* **WORK TO COMPLETE**: Treat the line containing "Expected: one point per instance of the bare tree, each" as the first line and the final line of the material below as the last; reproduce that range exactly.

==== SUPPLIED RECORDS

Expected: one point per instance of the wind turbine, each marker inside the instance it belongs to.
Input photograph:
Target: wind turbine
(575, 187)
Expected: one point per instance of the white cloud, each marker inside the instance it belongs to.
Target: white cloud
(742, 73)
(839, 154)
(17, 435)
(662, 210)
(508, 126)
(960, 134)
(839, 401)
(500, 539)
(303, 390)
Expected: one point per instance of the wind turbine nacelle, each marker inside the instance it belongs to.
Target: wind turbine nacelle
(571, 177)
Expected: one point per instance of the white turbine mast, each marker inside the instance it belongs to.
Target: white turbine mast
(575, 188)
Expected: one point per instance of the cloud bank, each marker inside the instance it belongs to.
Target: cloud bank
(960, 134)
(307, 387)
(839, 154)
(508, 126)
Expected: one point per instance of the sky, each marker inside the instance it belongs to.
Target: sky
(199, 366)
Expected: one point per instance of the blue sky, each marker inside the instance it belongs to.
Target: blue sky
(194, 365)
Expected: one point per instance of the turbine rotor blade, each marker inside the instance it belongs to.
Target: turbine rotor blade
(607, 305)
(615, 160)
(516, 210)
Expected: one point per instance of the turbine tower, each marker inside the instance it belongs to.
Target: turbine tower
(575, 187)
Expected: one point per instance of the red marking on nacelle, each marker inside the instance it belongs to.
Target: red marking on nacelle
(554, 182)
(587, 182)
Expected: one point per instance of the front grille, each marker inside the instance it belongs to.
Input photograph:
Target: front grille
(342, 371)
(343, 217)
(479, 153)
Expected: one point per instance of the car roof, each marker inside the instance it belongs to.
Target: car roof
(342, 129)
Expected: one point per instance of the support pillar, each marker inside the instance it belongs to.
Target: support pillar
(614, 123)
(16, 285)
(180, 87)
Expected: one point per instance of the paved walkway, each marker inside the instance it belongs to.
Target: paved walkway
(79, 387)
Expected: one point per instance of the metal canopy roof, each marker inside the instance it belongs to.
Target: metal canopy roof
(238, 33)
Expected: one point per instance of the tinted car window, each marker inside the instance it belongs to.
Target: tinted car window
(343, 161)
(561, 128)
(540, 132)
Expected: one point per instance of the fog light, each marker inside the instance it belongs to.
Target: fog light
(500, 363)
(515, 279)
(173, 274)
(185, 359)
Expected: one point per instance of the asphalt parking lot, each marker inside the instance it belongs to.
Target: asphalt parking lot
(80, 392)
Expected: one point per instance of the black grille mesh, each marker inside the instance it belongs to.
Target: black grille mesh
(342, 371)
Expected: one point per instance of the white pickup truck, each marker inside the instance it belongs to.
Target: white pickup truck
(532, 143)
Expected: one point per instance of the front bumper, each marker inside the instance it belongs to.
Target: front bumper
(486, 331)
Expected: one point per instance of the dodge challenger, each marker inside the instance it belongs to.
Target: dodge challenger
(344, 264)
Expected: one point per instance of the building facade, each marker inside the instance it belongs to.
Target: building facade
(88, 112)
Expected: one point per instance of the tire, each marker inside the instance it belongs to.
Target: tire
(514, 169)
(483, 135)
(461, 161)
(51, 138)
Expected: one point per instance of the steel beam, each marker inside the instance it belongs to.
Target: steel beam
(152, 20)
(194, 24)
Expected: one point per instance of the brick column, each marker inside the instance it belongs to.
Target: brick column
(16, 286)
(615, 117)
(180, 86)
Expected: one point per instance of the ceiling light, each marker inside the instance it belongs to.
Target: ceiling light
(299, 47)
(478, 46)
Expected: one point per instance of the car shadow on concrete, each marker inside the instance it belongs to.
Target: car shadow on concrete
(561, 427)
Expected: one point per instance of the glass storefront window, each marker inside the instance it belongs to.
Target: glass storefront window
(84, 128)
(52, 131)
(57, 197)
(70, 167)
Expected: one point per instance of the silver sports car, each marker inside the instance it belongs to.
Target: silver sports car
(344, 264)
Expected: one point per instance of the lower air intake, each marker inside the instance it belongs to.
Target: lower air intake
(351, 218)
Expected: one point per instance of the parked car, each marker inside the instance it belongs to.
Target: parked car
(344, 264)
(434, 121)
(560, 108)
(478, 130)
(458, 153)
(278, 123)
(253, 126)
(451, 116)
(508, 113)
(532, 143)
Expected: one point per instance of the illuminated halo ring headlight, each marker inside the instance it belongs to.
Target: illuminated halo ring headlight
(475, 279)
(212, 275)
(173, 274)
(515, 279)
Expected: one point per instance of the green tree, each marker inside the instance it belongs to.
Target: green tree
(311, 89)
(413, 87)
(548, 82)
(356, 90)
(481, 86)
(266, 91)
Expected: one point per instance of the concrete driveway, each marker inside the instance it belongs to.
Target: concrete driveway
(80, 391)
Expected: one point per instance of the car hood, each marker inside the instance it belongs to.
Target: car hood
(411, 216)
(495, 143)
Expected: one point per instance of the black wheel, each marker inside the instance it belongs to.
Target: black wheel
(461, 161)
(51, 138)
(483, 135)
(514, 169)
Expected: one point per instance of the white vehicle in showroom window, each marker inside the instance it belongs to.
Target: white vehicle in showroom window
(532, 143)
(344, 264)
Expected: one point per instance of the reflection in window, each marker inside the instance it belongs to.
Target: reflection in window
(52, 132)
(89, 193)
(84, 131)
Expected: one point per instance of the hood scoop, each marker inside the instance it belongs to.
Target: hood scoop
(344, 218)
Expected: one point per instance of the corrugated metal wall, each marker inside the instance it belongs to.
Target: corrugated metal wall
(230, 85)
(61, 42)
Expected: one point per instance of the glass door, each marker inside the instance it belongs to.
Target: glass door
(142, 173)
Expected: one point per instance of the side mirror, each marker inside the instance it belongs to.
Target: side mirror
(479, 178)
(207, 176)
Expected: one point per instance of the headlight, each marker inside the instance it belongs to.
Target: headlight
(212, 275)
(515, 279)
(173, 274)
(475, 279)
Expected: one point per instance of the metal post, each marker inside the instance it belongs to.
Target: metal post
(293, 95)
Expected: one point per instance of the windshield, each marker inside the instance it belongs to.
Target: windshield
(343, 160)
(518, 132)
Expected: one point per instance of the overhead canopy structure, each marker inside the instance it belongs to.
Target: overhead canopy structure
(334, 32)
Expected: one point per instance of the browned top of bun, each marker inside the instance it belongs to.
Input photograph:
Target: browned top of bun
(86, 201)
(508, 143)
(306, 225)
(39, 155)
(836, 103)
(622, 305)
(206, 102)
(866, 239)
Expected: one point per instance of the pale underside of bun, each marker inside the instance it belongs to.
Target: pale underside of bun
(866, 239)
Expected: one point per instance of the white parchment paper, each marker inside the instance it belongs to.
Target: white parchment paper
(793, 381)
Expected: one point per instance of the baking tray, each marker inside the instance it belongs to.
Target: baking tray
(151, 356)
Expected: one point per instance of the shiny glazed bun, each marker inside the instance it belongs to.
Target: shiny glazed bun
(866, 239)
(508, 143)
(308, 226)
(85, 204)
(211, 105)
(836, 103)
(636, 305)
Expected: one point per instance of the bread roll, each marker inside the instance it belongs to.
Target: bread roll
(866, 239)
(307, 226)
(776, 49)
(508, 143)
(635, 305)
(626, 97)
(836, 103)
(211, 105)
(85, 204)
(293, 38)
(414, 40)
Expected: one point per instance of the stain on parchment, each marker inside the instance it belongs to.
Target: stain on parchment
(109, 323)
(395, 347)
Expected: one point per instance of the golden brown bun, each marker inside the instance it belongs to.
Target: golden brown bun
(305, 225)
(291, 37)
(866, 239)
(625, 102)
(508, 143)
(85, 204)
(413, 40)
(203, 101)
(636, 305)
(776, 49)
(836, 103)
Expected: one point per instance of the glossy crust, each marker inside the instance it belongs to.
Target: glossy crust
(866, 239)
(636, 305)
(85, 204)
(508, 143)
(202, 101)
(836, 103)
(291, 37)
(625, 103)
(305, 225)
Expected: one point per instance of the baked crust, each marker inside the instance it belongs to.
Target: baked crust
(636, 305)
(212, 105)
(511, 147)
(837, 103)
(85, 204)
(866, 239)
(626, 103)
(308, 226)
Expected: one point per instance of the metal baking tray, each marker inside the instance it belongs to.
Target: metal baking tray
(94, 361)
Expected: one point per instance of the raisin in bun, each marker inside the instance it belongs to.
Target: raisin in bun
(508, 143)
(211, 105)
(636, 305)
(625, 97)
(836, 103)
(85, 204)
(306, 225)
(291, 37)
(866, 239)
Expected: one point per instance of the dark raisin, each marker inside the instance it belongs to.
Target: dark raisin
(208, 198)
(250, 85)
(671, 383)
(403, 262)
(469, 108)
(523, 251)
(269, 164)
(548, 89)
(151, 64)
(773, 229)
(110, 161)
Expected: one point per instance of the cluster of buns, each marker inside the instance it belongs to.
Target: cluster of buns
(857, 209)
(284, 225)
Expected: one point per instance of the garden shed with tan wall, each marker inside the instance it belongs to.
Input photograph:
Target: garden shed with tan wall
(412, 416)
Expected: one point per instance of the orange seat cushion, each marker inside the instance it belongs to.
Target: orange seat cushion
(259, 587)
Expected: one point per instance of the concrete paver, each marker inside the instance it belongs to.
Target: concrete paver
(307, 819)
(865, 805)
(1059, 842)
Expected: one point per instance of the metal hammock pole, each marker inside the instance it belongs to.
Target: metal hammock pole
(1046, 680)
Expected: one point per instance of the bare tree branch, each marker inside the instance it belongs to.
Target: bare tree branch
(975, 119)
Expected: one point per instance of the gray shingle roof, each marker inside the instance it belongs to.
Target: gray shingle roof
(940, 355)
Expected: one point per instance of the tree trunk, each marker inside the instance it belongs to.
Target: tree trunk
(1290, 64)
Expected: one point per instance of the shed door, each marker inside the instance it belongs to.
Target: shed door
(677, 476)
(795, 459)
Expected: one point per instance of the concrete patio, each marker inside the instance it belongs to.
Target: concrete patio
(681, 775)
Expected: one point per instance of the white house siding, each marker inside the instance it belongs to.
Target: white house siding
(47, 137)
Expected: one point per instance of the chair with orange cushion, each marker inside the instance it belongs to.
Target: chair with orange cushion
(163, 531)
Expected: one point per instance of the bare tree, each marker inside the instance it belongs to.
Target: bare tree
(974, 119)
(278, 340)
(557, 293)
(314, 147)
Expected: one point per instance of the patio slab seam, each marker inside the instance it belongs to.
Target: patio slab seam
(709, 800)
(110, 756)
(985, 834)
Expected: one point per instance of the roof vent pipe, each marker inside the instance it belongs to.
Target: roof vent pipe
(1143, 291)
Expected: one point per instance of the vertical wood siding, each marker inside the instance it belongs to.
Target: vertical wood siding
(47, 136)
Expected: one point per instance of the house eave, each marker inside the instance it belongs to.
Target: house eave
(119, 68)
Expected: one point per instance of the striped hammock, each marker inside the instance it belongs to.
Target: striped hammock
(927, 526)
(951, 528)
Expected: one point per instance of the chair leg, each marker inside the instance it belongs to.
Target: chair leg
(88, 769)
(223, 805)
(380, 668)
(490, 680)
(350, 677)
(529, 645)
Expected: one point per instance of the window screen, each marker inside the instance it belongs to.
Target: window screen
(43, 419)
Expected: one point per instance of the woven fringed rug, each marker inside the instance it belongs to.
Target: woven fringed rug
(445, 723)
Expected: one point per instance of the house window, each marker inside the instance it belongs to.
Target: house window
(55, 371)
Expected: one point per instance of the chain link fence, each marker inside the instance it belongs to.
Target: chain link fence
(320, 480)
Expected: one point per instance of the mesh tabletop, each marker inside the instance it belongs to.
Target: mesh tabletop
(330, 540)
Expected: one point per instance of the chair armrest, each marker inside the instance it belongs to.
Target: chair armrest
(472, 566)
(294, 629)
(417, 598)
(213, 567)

========

* **OUTPUT FOR THIS TASK**:
Expected: one point per instance of the bare tree, each marker inside the instance it belongs to.
Target: bare tree
(974, 119)
(278, 340)
(557, 293)
(314, 147)
Expected: one point per instance of the patio slab seam, each marker inside the instance it belongs to.
Target: patio slab seam
(709, 800)
(110, 756)
(985, 834)
Expected: one point per instance of the roof vent pipe, each marker inside the instance it belongs to.
Target: roof vent pipe
(1143, 291)
Expected: one point per instance of the vertical wood siding, each marker inside the instance it belongs to.
Target: vertical wood siding
(47, 136)
Expected: one point per instance of the house eave, each marker inside the instance it belongs to.
Target: house eave
(119, 68)
Expected: one point per instance of the striped hammock, each marker inside the instance it belongs to.
Target: striped hammock
(927, 526)
(951, 528)
Expected: one point per instance of the chair leg, each marker inside the instance it belongs to.
Target: chair leg
(88, 769)
(223, 805)
(380, 668)
(490, 680)
(350, 677)
(529, 645)
Expected: one point per instance of the window screen, each marker inside the instance it belongs to.
Target: window screen
(43, 419)
Expected: one point per instance of the woven fringed rug, each marker inside the instance it belongs to.
Target: woven fringed rug
(445, 723)
Expected: one point per instance of the house window, each marker inside the instance it belongs to.
Target: house window
(55, 371)
Expected: one point per instance of the chain link fence, each marker inside the instance it belongs to.
Target: chain link fence
(320, 480)
Expected: one point per instance of the mesh tabletop, each marker inside the instance it belongs to.
Target: mesh tabletop
(330, 540)
Expected: one point per instance of the chair armrest, each marker inside the instance it belongs to.
Target: chair armrest
(472, 566)
(294, 629)
(417, 598)
(213, 567)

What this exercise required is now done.